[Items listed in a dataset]
┄┄┄┄┄┄

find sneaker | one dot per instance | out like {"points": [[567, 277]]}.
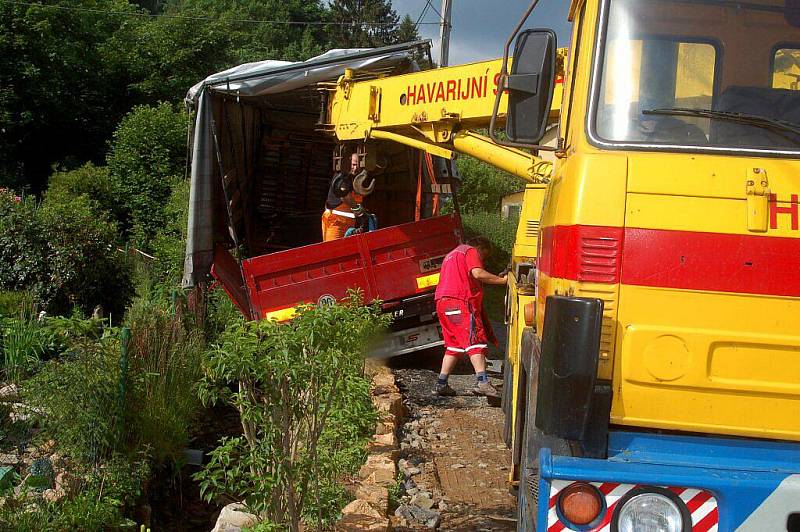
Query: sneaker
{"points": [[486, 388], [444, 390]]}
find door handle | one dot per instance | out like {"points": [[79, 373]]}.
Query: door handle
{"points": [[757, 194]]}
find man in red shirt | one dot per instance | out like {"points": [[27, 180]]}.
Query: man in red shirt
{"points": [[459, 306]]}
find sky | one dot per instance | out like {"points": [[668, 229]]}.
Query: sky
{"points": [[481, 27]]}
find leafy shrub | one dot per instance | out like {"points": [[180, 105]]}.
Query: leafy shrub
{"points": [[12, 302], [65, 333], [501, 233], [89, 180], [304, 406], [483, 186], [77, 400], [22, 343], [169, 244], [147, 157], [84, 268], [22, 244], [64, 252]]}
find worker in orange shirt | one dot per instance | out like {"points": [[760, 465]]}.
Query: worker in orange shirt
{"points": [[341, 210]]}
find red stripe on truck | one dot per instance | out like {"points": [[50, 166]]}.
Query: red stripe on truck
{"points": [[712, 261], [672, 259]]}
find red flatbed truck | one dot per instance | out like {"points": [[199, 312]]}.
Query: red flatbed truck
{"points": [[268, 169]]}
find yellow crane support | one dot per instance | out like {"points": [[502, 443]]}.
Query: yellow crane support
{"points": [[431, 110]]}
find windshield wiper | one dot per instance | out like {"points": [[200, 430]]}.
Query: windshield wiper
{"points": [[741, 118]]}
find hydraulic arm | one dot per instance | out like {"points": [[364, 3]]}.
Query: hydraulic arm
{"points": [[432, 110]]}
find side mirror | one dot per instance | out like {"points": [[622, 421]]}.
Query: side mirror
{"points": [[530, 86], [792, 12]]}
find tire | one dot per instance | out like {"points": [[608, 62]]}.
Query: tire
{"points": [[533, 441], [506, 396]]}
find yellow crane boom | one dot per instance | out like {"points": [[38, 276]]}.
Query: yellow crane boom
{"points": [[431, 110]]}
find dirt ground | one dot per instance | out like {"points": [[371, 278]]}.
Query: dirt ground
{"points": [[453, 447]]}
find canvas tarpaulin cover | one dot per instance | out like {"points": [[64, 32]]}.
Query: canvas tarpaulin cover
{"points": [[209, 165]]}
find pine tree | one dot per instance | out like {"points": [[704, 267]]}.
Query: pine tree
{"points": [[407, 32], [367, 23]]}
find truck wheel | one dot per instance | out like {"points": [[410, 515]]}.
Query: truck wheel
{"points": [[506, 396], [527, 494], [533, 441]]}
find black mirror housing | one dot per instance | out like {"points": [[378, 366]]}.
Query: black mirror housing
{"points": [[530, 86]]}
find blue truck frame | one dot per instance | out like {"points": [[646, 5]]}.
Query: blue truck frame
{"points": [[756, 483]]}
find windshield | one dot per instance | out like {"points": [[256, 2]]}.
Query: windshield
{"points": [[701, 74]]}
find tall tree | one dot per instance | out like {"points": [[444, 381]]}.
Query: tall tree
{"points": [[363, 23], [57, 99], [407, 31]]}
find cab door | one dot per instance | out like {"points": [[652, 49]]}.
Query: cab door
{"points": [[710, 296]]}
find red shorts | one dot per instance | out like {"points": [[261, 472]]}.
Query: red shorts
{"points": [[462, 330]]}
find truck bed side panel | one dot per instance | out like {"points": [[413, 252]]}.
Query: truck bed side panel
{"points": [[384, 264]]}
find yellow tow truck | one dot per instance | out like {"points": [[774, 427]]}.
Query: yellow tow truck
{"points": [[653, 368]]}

┄┄┄┄┄┄

Written instruction
Print the complete listing exactly as it stands, without its pictures.

Output for this task
find sneaker | one dot per instance | out like {"points": [[567, 277]]}.
Query: sneaker
{"points": [[486, 388], [444, 390]]}
find door handle | one dot per instance | out like {"points": [[79, 373]]}.
Query: door handle
{"points": [[757, 194]]}
find man in red shirt | one dot per instance | out like {"points": [[27, 180]]}.
Query: man in red shirt
{"points": [[459, 306]]}
find sky | one dot per instance | out like {"points": [[668, 229]]}.
Query: sky
{"points": [[481, 27]]}
find leafy shrub | one dot per instance | out like {"points": [[180, 105]]}.
Query: leafy shrub
{"points": [[12, 302], [65, 333], [501, 233], [89, 180], [304, 406], [483, 186], [77, 400], [22, 343], [169, 244], [147, 157], [84, 268], [22, 244], [64, 252]]}
find worker in orange shirt | one dot per instance | out like {"points": [[760, 465]]}.
Query: worker in orange shirt
{"points": [[341, 210]]}
find red stripe on truck | one dot per instance | out like {"points": [[50, 166]]}.
Query: red stripe on truck
{"points": [[712, 261], [672, 259]]}
find red flatbed truck | one dot per instance | out like {"points": [[199, 312]]}.
Query: red flatbed truck
{"points": [[268, 169]]}
find yellow crane support | one dot per instance | out like {"points": [[502, 443]]}.
Query: yellow crane support
{"points": [[431, 110]]}
find windshield wiper | one dot per instance | out like {"points": [[200, 430]]}.
Query: windshield wiper
{"points": [[741, 118]]}
find hydraulic arm | one dot per instance | out like {"points": [[364, 3]]}.
Query: hydraulic arm
{"points": [[432, 110]]}
find side mirror | one dot per instance | out like {"points": [[622, 421]]}.
Query: side mirror
{"points": [[530, 86], [792, 12]]}
find tire | one dot per instance | out like {"points": [[608, 62]]}.
Query: tire
{"points": [[533, 441], [506, 396]]}
find yellow crane boom | one dot per instance | out like {"points": [[38, 276]]}.
Query: yellow crane boom
{"points": [[431, 110]]}
find dirt ground | one dot per instance | out like {"points": [[371, 278]]}.
Query: dirt ground
{"points": [[453, 447]]}
find canvas tarpaulin cover | one dot per instance | out like {"points": [[64, 32]]}.
Query: canvas tarpaulin cover
{"points": [[209, 165]]}
find pine tree | one dot per instance | out like {"points": [[704, 267]]}.
Query: pine tree
{"points": [[407, 32], [367, 23]]}
find truck wheel | one dot per instance | out like {"points": [[410, 515]]}.
Query: truck wheel
{"points": [[506, 396], [527, 494], [533, 441]]}
find black mirror housing | one dot per instance | out like {"points": [[378, 366]]}.
Query: black mirror housing
{"points": [[530, 86]]}
find blue truck frame | one dot per instance | out like {"points": [[646, 5]]}.
Query: blue truck frame
{"points": [[756, 483]]}
find windshield | one dot per instance | out like {"points": [[256, 2]]}.
Query: windshield
{"points": [[701, 74]]}
find tall tree | one dot per instance | out like {"points": [[444, 381]]}.
Query: tall tree
{"points": [[363, 23], [57, 99], [407, 31]]}
find cab door | one dot per instance | out like {"points": [[652, 49]]}.
Query: cab door
{"points": [[710, 296]]}
find red shorts | one dot per instance | out like {"points": [[261, 472]]}.
Query: red shorts
{"points": [[462, 330]]}
find truck bed side panel | one dot per instance | out like {"points": [[413, 252]]}.
Query: truck bed side panel
{"points": [[384, 264]]}
find yellow tow truck | one dot per instance | out like {"points": [[774, 427]]}.
Query: yellow tow truck
{"points": [[653, 368]]}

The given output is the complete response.